* [Instructions to follow] The word "chill" occurs in some lines of the listing. Copy those lines.

* [Data to examine]
⟨
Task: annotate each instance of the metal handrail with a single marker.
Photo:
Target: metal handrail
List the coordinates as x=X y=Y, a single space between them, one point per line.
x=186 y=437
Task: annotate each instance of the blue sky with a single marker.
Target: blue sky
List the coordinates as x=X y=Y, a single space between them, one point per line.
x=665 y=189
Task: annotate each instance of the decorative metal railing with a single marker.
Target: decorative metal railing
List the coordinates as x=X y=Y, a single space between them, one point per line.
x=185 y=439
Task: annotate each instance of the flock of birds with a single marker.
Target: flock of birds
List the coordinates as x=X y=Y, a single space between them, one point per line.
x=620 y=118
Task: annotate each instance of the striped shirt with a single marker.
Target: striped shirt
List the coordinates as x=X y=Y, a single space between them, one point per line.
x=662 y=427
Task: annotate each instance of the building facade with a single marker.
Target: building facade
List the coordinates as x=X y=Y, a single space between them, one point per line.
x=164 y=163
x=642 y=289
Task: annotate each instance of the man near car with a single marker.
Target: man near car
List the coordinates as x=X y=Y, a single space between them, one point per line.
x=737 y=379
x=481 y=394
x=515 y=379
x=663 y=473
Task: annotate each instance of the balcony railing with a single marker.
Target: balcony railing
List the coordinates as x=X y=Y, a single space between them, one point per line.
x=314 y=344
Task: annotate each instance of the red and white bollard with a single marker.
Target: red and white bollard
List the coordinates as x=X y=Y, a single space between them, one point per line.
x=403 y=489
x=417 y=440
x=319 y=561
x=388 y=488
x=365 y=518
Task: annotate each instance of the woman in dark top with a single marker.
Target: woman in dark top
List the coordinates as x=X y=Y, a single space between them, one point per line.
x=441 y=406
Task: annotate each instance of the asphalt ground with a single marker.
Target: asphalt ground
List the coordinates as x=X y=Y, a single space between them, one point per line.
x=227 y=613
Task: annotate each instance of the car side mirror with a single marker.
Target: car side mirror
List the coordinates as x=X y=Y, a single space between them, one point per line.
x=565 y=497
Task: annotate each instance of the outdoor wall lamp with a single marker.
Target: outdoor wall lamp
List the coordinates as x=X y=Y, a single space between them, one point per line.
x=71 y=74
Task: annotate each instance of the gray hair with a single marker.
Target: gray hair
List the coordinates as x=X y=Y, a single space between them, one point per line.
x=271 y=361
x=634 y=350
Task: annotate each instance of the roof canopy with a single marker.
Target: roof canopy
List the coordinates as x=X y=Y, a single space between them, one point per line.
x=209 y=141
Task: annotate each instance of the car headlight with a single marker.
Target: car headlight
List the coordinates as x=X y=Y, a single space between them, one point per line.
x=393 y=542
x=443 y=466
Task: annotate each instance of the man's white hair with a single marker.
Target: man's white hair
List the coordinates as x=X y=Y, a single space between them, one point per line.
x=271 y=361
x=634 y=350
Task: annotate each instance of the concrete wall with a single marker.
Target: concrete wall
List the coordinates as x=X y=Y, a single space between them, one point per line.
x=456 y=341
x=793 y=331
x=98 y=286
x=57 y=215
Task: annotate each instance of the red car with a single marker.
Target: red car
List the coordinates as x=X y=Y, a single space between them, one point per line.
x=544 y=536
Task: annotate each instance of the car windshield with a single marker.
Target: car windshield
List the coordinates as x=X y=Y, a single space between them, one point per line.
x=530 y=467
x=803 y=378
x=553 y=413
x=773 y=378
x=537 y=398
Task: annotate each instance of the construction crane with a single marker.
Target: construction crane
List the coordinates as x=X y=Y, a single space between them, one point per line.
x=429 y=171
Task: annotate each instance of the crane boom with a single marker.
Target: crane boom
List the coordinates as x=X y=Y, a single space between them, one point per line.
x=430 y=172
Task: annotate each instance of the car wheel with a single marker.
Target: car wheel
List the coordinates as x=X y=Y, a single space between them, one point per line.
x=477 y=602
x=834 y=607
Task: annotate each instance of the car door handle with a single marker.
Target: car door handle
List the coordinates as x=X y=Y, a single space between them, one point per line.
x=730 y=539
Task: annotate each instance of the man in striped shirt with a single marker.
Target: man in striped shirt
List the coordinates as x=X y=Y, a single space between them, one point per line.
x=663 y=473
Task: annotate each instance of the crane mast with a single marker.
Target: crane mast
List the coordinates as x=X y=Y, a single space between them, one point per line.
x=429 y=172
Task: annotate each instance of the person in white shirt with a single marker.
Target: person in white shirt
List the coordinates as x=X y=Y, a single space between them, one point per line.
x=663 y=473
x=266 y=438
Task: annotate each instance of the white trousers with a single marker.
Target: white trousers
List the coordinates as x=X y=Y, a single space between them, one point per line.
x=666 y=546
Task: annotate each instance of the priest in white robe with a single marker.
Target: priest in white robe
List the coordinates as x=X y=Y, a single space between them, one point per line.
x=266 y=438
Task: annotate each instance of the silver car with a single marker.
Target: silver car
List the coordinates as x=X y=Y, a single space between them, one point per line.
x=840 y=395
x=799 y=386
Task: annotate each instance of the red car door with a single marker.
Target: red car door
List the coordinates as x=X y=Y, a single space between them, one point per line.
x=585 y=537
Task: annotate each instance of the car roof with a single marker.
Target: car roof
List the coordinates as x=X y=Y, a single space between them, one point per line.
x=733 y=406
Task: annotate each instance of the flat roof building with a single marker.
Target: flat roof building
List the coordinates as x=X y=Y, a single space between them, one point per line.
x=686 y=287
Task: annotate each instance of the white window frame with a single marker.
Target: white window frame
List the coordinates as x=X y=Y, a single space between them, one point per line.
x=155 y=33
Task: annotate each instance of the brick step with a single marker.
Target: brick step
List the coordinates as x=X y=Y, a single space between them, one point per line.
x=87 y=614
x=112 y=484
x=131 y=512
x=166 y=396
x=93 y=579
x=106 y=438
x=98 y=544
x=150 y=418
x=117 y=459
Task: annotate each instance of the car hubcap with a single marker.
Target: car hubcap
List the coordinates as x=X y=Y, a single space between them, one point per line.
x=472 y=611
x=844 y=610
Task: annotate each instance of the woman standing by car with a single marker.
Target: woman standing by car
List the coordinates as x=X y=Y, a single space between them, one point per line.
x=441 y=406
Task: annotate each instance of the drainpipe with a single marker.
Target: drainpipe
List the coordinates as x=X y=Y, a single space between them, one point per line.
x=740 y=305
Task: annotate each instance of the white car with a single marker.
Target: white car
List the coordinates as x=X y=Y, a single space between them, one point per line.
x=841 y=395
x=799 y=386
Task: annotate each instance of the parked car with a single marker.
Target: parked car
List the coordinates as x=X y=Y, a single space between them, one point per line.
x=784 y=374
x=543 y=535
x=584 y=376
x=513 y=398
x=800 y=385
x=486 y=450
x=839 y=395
⟩
⟨
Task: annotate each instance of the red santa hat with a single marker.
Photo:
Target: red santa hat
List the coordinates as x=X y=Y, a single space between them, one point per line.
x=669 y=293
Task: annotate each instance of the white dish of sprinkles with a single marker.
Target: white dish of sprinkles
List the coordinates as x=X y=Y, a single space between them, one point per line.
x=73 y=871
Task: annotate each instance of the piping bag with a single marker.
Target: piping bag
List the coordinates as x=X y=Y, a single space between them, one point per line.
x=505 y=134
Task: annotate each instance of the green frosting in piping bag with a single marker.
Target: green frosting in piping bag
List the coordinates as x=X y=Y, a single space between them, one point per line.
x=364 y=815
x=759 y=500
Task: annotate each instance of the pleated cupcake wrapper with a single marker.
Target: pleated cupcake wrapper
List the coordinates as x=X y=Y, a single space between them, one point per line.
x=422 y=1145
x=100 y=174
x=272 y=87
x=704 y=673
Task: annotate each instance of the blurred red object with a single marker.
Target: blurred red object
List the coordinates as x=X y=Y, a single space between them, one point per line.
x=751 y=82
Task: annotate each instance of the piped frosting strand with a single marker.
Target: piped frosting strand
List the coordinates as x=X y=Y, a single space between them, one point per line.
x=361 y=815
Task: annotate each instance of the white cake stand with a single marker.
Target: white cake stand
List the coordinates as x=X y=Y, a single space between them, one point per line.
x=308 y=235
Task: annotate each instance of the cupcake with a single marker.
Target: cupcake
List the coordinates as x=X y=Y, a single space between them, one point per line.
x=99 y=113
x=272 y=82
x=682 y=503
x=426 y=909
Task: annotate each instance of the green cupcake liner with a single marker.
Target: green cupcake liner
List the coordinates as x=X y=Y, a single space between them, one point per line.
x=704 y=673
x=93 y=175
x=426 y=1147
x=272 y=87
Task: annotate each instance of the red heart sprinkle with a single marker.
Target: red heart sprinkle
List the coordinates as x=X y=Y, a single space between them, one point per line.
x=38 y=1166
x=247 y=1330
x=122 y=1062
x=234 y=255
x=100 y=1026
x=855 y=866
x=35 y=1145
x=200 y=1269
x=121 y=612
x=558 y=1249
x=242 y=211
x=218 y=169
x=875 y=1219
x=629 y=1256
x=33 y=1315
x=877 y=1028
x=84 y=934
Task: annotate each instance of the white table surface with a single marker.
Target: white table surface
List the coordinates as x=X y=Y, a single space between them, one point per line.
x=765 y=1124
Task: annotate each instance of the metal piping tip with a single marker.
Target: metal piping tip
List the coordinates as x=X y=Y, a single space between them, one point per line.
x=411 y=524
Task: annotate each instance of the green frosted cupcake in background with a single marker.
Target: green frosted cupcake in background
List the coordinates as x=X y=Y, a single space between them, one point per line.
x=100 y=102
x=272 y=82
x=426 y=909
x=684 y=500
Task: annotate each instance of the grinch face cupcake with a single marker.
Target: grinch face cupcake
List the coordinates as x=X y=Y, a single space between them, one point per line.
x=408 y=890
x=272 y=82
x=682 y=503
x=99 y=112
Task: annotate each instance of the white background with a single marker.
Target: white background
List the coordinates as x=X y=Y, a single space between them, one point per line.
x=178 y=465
⟩
⟨
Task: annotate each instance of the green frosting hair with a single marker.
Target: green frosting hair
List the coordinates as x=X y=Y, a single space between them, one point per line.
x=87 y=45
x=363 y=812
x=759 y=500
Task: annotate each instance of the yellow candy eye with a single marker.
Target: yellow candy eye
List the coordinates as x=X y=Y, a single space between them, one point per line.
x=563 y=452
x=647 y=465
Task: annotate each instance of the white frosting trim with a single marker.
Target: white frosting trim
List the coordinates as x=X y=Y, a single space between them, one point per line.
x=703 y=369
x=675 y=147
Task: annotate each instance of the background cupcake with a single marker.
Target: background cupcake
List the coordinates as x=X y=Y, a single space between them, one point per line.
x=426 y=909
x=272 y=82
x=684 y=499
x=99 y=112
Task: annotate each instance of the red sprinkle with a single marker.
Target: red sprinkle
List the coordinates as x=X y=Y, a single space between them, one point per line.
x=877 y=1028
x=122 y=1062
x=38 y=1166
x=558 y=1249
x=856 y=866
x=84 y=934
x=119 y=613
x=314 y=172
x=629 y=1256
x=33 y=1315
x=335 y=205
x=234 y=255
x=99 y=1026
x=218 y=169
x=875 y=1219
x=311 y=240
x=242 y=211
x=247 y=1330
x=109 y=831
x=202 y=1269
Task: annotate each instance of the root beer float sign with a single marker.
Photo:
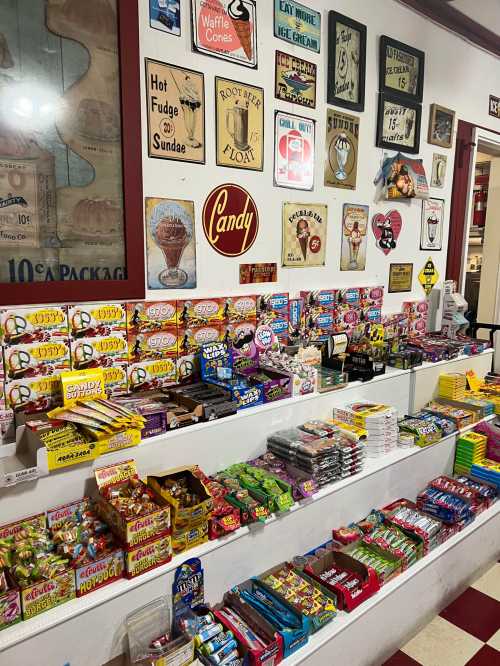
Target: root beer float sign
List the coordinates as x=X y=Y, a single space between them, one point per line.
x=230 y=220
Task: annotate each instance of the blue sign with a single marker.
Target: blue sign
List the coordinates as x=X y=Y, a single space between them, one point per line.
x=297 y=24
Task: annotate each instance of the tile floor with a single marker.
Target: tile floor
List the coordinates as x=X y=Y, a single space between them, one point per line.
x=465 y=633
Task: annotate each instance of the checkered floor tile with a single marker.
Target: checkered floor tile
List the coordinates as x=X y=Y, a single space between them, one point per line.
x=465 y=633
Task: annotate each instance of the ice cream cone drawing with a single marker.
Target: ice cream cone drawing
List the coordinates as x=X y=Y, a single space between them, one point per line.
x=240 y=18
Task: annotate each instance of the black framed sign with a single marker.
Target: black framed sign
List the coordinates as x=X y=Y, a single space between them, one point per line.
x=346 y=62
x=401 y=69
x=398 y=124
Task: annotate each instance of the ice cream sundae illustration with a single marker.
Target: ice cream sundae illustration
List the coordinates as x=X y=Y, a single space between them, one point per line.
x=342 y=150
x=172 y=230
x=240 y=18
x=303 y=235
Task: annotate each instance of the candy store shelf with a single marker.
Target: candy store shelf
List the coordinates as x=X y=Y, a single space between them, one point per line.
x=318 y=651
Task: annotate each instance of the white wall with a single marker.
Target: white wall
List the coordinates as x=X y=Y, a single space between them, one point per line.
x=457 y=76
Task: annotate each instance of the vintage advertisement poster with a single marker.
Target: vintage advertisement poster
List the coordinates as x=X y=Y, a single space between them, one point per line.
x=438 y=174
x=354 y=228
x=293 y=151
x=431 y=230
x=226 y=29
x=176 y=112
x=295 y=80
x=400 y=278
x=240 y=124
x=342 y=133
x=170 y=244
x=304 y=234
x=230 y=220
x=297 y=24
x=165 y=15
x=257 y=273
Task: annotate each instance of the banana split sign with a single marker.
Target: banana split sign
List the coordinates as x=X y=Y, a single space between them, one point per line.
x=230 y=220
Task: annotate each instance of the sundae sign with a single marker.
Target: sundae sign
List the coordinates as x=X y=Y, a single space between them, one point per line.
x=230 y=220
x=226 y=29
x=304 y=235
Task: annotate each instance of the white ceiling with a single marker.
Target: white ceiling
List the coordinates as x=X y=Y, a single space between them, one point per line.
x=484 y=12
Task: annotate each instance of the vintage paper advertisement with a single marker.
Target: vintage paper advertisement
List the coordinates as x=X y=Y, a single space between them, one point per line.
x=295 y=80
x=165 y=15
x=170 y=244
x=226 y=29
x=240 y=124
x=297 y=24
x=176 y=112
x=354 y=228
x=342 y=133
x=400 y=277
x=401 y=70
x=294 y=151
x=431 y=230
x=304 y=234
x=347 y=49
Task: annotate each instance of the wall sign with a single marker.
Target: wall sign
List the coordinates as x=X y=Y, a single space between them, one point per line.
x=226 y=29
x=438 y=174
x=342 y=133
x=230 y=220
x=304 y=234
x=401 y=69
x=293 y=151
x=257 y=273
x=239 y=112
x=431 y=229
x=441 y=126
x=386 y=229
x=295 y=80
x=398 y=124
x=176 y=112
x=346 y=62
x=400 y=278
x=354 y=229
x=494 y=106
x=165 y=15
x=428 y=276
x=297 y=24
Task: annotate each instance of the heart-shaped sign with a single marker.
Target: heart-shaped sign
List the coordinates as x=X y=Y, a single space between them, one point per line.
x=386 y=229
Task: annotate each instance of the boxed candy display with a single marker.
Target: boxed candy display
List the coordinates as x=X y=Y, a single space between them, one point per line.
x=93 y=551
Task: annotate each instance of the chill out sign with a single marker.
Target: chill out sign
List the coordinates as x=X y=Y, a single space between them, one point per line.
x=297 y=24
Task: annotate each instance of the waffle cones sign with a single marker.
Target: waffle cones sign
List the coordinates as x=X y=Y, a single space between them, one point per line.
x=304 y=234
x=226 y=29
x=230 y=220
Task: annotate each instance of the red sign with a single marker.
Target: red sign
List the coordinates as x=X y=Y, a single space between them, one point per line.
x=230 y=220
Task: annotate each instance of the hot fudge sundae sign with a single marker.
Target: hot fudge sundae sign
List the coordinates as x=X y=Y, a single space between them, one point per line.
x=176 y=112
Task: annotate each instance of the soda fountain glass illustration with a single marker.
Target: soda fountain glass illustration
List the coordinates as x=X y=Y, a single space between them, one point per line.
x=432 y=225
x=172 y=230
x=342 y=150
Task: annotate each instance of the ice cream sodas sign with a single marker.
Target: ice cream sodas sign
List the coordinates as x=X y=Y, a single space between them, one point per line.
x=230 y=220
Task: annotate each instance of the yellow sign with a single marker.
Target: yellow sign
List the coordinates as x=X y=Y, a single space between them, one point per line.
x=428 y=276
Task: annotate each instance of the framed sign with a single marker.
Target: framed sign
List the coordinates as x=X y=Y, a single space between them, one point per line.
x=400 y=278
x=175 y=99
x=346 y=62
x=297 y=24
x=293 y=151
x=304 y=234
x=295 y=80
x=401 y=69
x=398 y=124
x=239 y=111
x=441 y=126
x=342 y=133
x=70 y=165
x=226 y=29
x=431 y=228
⟩
* [Reply]
Task: annotate each instance of the chill out sign with a single marker.
Target: chill out sign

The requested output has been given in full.